• [STORED DATA]:
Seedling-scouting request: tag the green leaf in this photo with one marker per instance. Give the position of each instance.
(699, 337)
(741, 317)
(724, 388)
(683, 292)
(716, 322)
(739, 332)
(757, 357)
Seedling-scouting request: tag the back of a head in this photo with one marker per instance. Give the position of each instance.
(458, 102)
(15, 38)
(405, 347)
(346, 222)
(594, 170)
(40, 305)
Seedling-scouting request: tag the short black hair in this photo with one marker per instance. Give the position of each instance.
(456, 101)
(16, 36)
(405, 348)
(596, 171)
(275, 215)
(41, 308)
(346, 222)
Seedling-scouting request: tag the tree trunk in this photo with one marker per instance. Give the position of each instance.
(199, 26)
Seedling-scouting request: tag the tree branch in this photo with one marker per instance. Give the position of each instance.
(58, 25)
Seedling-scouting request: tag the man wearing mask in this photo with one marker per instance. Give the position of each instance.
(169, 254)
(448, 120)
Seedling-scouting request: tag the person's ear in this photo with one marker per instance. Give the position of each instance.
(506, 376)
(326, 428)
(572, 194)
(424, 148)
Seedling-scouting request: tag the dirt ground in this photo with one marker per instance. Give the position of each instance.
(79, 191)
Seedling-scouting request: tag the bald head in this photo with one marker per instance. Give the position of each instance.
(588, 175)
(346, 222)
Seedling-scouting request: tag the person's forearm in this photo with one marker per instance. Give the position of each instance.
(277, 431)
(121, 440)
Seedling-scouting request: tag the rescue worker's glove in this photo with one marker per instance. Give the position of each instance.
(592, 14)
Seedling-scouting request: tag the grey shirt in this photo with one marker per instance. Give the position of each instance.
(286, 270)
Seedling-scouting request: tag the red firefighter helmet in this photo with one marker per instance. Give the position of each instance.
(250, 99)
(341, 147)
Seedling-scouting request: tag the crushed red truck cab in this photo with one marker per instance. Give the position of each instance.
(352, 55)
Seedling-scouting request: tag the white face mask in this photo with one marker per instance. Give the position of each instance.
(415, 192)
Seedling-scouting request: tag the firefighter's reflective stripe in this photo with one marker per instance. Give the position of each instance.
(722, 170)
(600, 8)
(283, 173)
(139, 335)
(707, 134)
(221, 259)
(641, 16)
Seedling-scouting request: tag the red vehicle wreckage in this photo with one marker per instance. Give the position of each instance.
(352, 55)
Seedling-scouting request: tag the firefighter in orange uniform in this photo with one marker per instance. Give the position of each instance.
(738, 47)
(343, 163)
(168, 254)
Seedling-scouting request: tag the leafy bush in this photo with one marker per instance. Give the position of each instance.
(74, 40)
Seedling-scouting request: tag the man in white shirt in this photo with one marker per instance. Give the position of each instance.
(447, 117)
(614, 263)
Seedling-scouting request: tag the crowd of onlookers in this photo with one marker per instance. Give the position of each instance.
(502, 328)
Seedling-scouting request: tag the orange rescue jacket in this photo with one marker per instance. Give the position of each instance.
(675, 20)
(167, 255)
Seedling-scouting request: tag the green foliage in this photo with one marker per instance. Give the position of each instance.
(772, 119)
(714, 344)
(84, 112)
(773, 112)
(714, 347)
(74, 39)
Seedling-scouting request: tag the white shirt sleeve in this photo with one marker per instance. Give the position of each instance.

• [AIM OF THE EXERCISE]: Write out all the data again, exactly as it appears.

• [RESPONSE FOR THIS EXERCISE]:
Seedling-scouting request: tag the green leaf in this photo with one marker per instance. Give the position of each instance.
(699, 337)
(741, 317)
(724, 388)
(683, 292)
(716, 322)
(739, 332)
(757, 357)
Seedling-scouting request: tag the back of a head in this photo with one marker per instance. Give the position of each instance.
(458, 102)
(15, 38)
(405, 347)
(346, 222)
(594, 170)
(40, 305)
Seedling-scouting request: tag the short black hair in this photo with one marker per instance. Give the position of each instance.
(456, 101)
(16, 36)
(405, 348)
(596, 171)
(275, 215)
(41, 308)
(346, 222)
Seedling-scouting request: tag the tree trunk in this photo with one marker per instance. Give the position of each instance.
(199, 26)
Seedling-scouting request: tag the tree branch in this photo with one marker per instance. Give the position of each instance.
(58, 25)
Seedling-scouting request: tag the man wearing mask in this photo with one marker per instance. Give the position of each instance.
(169, 254)
(448, 120)
Seedling-scouting request: tag the person's ear in this photo with one marker per instance. Give the position of each instance.
(506, 376)
(326, 428)
(572, 194)
(424, 148)
Seedling-scouting request: tag the dirt ground in this photo with one marker per instance. Give the position of each instance.
(79, 191)
Seedling-scouting request: tag the bald head in this photo with one marker per instance. Give the position of each instance.
(588, 175)
(346, 222)
Seedling-scouting request: tag the person's forearm in this photo with one marker per instance. Give the position of each instance.
(277, 431)
(121, 440)
Seedling-scouting request: tag the rescue worker's glove in this photo with one marker per instance. Give the position of each instance.
(592, 14)
Seedling-scouting request: tag the grey shirt in this photo with one marker per instance. Give the position of each instance.
(286, 270)
Seedling-scouting request: tag the red firefighter helmet in this photo with one marker per instance. Give the position of each instance.
(250, 99)
(341, 147)
Seedling-scouting request: tag the crushed red truck cab in this photo with one marker per instance. Give the position of each instance.
(352, 55)
Seedling-scouting request: tag the white face mask in this photo with one marker per instance. Give the position of each instance.
(415, 192)
Seedling-scouting request: tag the firefighter's reflective stripe in this photo with one marker per instance. Give the position of each instance.
(722, 170)
(600, 8)
(283, 173)
(139, 335)
(707, 134)
(221, 259)
(641, 16)
Seedling-scouting request: tag the red vehicle wreckage in this photo with one marker per instance. Give the position of each instance.
(352, 55)
Seedling-scouting request: tag the firefighter in orange uniform in this photo with one marker per instance. Give the position of each instance.
(738, 47)
(343, 163)
(168, 254)
Seedling-scouting request: tag the leafy bush in this photo with one marker per instance. Give the position of each instance.
(74, 40)
Seedling-scouting request: tag the man in white shirt in this photo with one marker per instance. Give the position of each instance.
(447, 117)
(614, 263)
Seedling-scouting request: tag the crowd of onlookers in this photo with one marker per instance. Give the position of each instance.
(502, 328)
Seedling-scouting request: tag the orange rescue jacket in this photo with one marker per instance. Give the position of each instance.
(675, 20)
(167, 255)
Seedling-scouting request: tag the green foliage in this photo with one marker per instance. Give the position of each instance.
(772, 119)
(714, 344)
(84, 112)
(773, 112)
(714, 347)
(74, 39)
Seedling-scouting request: tag the white shirt sleeve in this photo with one marker per instance. Give the position of each instance.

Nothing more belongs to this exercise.